▶ _Problem requirements_
Can you render every line of the items below as a JSON list of strings, one string per line, with blank lines and the pictures left out?

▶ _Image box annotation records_
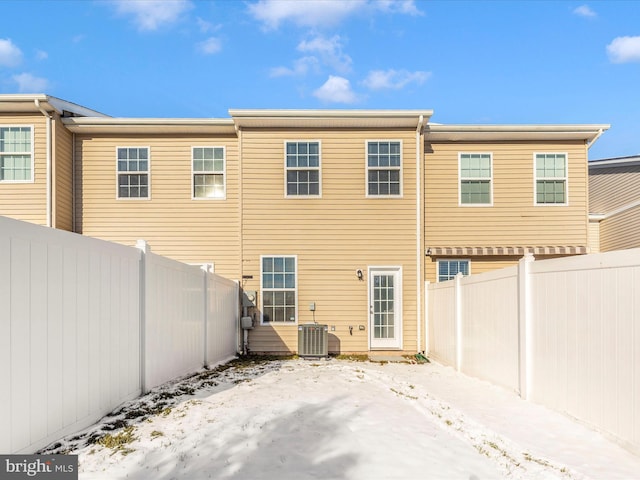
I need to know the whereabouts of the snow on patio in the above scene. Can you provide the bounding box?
[47,359,640,480]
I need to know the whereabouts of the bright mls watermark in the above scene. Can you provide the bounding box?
[0,455,78,480]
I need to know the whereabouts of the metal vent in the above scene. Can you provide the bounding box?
[298,323,329,357]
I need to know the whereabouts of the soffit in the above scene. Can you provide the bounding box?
[425,124,610,142]
[62,117,236,136]
[0,94,106,117]
[229,110,433,129]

▶ _Response below_
[
  "I need to know the whereabouts of the snow on patio in the above scene. Can you provide the bounding box?",
  "[47,359,640,480]",
  "I need to know the whereabouts of the bright mls watermark in the above scene. Can you provide the bounding box?",
  "[0,455,78,480]",
  "I need to know the whereabouts of the metal vent in the above scene. Can you provide the bounding box?",
  "[298,323,329,357]",
  "I need to know the whereabouts of the soffit in the above scene. Can you provide the bounding box?",
  "[425,124,610,142]",
  "[62,117,236,136]",
  "[0,94,106,117]",
  "[229,110,433,129]"
]